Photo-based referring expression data
--

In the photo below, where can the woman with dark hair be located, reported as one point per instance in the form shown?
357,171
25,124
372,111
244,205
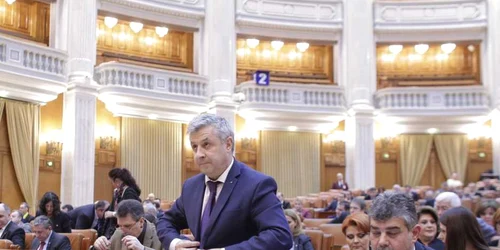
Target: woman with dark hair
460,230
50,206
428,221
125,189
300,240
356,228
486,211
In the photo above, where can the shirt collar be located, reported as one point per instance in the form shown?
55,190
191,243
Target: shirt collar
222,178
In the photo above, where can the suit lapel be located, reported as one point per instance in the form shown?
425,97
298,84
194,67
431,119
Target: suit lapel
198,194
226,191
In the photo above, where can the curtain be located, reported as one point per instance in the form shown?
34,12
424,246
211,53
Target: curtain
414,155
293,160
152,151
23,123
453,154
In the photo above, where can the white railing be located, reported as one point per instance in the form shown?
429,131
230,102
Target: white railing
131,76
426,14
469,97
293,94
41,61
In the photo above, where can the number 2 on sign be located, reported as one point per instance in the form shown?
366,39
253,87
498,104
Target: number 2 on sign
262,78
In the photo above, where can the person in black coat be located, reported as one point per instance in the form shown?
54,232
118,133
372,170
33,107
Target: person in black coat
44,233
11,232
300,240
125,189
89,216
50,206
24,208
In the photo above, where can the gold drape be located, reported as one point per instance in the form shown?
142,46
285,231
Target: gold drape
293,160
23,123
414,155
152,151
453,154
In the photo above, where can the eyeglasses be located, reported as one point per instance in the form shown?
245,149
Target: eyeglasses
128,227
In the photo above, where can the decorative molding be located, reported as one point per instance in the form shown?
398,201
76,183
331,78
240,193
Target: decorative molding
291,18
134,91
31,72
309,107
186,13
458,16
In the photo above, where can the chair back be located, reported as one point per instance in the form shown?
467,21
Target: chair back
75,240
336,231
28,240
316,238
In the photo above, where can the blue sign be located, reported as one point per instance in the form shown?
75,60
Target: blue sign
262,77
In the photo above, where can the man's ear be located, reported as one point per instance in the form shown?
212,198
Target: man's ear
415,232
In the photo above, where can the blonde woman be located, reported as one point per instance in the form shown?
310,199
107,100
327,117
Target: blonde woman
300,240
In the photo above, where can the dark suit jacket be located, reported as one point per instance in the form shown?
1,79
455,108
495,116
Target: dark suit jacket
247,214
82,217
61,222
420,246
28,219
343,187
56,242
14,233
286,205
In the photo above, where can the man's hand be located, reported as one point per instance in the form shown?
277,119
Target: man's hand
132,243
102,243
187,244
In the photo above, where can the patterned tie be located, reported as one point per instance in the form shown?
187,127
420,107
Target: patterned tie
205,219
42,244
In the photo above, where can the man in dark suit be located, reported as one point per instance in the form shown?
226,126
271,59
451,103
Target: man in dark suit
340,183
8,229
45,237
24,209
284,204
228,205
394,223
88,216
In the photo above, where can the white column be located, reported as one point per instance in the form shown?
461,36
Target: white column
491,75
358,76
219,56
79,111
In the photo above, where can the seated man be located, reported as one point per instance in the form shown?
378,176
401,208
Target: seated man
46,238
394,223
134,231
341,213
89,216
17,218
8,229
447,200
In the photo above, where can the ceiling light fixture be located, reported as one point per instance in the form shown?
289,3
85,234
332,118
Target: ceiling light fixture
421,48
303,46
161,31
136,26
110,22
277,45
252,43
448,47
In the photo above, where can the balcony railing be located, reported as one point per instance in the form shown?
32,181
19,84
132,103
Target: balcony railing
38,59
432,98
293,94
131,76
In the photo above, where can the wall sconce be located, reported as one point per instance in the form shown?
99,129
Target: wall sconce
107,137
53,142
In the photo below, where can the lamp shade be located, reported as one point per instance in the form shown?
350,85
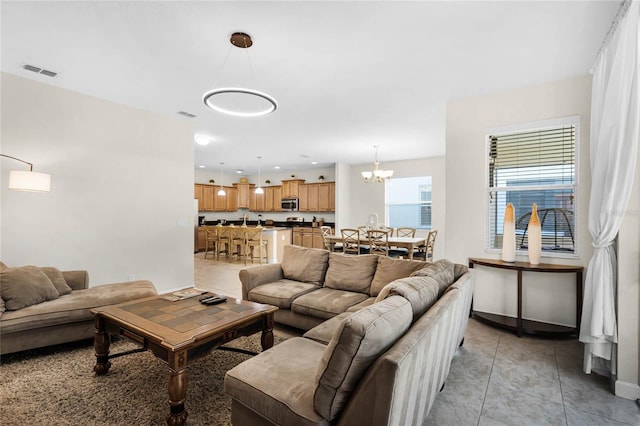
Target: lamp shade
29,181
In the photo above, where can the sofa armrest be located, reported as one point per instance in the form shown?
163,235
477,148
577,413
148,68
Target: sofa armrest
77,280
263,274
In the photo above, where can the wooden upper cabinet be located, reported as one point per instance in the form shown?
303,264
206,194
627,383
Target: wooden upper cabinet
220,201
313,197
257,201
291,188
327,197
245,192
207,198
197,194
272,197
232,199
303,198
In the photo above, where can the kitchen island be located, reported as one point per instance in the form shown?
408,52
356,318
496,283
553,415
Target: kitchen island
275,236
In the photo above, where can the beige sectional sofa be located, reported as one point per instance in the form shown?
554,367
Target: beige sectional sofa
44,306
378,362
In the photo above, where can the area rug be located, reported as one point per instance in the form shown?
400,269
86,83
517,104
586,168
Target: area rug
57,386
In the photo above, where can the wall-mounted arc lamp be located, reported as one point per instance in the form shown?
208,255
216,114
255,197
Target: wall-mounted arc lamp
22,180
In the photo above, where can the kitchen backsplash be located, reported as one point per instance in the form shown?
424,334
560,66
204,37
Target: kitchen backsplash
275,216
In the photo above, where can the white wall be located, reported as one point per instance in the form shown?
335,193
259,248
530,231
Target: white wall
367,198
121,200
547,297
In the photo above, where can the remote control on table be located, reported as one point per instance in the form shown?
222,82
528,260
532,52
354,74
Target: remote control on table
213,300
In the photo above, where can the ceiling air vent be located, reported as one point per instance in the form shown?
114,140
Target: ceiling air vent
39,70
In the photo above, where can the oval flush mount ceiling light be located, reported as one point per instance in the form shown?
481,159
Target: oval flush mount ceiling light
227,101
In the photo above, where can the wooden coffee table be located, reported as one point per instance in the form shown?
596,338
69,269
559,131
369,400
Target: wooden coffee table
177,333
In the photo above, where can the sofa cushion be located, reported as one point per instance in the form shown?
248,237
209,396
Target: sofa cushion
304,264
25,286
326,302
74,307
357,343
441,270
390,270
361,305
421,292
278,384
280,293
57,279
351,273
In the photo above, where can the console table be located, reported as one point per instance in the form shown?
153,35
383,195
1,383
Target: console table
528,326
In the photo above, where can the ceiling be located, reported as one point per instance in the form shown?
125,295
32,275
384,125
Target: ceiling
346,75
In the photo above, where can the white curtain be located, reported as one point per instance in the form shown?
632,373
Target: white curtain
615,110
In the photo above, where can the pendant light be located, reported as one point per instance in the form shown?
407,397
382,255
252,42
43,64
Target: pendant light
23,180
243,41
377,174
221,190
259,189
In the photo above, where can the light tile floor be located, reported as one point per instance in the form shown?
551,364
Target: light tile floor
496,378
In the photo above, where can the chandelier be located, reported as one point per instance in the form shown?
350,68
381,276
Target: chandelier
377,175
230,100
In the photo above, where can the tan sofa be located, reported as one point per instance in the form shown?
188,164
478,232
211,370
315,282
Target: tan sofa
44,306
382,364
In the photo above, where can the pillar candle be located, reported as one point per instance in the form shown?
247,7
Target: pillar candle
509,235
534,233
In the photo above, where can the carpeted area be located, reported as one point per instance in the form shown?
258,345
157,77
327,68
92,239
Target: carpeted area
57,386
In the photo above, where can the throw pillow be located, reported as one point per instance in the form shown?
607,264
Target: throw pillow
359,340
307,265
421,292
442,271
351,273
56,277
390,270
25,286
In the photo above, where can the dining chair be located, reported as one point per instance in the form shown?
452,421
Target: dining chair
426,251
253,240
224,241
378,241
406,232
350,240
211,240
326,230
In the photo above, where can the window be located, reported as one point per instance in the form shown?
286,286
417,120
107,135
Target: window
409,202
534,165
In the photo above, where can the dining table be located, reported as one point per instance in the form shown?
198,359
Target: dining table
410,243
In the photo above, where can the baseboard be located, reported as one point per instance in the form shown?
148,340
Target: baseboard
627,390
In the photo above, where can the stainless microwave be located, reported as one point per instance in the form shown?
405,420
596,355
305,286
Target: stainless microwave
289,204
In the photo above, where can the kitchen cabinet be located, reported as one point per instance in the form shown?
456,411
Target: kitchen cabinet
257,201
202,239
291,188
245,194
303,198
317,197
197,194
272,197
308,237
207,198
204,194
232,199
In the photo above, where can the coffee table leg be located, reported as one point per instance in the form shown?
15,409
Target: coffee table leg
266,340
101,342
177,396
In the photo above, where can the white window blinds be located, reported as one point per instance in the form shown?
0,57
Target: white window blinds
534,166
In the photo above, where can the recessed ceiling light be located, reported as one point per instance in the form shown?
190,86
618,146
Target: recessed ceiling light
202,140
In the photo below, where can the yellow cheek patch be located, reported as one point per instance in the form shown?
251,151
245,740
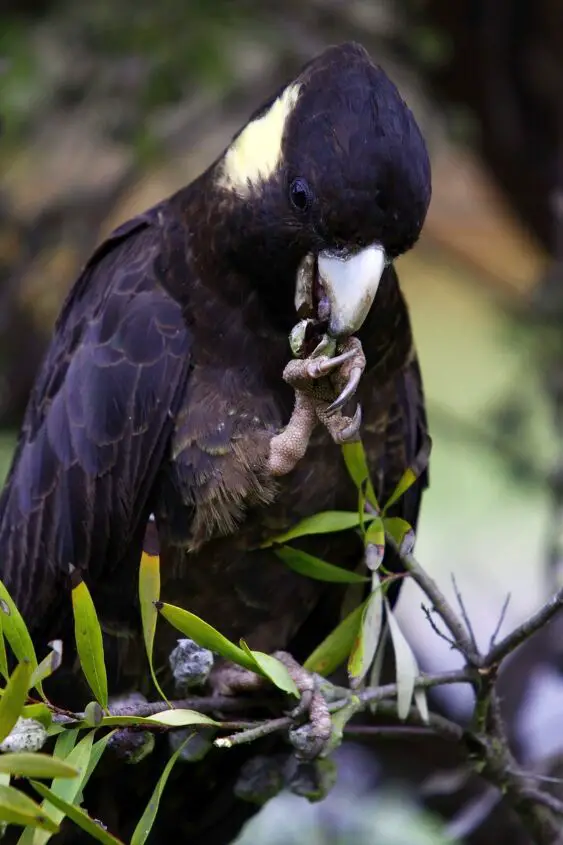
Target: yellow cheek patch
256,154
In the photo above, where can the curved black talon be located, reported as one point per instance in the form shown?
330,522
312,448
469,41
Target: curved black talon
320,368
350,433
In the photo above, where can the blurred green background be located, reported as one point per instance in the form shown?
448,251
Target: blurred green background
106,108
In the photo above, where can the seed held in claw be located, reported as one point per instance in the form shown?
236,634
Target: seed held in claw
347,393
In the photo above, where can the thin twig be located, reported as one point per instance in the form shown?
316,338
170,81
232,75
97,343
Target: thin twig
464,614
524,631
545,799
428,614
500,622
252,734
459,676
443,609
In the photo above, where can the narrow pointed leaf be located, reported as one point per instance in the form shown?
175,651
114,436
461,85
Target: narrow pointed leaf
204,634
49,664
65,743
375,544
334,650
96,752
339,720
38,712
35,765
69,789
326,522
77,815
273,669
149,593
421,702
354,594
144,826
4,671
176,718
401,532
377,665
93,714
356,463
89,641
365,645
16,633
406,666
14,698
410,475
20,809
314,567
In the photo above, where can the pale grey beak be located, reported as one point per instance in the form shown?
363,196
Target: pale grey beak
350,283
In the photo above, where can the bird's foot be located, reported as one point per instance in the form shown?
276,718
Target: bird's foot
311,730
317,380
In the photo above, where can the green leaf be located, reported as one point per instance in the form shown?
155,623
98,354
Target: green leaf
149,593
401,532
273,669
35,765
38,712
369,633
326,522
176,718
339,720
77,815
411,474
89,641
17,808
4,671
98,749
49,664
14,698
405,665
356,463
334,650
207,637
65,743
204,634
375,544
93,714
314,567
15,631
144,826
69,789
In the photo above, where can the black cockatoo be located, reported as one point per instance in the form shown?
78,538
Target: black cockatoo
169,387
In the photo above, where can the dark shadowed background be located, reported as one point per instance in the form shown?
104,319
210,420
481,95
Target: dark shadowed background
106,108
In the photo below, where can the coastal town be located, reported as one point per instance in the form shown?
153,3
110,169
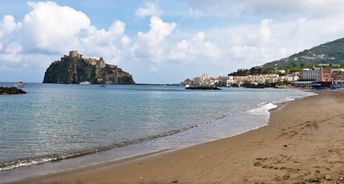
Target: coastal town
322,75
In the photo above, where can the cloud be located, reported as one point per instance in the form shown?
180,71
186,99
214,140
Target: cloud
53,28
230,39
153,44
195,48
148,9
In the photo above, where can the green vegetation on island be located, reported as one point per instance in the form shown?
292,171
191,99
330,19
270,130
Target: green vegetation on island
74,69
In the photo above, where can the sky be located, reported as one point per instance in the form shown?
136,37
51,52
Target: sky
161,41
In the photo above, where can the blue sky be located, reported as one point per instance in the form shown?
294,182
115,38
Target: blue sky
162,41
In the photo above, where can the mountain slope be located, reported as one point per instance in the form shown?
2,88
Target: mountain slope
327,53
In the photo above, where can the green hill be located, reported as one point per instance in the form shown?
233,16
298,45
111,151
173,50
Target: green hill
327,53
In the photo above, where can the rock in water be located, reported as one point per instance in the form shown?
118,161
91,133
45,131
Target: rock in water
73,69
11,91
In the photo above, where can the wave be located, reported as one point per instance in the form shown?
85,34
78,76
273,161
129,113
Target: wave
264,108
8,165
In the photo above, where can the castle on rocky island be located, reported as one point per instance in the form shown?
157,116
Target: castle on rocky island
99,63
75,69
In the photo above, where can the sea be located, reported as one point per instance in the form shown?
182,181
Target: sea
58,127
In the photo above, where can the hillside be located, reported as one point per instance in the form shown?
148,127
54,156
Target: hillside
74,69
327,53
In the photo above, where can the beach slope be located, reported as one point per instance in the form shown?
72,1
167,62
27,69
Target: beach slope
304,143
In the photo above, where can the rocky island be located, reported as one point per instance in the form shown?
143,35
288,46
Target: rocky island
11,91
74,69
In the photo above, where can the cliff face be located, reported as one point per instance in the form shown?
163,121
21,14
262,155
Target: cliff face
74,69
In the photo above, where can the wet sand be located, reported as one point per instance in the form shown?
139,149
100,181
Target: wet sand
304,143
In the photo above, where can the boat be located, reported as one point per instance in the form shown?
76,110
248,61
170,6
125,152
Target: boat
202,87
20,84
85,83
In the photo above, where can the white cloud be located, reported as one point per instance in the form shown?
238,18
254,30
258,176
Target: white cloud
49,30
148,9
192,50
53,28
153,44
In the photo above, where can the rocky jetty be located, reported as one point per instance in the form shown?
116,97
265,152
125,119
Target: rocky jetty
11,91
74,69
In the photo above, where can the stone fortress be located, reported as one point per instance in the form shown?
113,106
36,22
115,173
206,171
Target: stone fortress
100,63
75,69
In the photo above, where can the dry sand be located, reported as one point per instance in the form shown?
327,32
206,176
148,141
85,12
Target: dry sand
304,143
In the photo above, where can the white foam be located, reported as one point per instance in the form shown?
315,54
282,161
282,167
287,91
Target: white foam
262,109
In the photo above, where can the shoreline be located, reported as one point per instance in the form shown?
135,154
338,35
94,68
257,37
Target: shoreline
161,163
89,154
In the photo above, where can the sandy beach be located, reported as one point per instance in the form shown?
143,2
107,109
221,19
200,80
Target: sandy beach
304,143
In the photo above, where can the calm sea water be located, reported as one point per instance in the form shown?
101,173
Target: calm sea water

--

Note each line above that contains "calm" and copy it out.

> Response
In the photo above, where can the calm sea water be located, reported as one point per instance in the form shown?
Target: calm sea water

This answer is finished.